REQUIRED ACTION:
A verbatim copy of the line containing "Practice. Identify the man" and all lines after it, up to and including the final line of the records, is the only acceptable output.

Region pointing data:
= Beginning of Section =

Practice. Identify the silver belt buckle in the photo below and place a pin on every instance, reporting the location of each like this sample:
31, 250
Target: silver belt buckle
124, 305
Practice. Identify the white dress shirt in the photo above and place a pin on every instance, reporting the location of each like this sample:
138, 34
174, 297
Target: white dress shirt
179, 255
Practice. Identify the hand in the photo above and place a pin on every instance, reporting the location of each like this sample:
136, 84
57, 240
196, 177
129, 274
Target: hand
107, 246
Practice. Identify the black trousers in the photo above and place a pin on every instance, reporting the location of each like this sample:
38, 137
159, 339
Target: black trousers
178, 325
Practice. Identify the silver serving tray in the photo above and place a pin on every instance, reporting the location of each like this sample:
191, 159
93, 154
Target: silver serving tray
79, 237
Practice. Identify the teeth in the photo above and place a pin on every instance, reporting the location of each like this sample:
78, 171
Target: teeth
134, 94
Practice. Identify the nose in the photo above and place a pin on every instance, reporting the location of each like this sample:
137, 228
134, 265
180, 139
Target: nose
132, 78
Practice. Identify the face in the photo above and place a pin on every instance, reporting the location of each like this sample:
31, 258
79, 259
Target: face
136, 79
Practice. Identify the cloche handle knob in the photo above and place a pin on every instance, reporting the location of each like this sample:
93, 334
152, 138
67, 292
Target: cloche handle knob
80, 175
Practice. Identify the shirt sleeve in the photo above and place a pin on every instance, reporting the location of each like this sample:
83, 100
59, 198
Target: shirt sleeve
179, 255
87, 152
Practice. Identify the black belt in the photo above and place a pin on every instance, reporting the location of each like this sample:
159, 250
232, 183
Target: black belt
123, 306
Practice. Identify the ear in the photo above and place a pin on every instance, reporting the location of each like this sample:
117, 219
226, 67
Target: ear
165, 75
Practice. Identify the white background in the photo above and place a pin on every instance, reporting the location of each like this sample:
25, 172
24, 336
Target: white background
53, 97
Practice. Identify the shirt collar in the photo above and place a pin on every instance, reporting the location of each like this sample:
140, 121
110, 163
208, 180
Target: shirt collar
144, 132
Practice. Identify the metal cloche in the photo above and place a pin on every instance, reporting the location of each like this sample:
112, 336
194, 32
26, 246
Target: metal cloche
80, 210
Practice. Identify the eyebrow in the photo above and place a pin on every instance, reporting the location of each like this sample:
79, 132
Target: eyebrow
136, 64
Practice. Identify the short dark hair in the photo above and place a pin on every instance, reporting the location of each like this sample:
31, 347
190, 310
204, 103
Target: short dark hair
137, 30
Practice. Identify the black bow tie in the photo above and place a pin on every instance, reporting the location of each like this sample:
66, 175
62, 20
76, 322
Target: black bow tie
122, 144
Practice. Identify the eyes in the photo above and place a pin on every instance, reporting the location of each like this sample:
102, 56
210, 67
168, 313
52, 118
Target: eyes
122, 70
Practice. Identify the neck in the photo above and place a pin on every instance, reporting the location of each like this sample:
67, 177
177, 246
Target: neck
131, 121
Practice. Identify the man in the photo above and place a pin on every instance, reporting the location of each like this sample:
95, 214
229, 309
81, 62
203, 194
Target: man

= End of Section =

SOLUTION FOR THIS TASK:
Practice. Identify the man in the photo above and place a pin on every instance, reporting the location of each like this sample:
95, 214
229, 309
81, 62
203, 194
Target: man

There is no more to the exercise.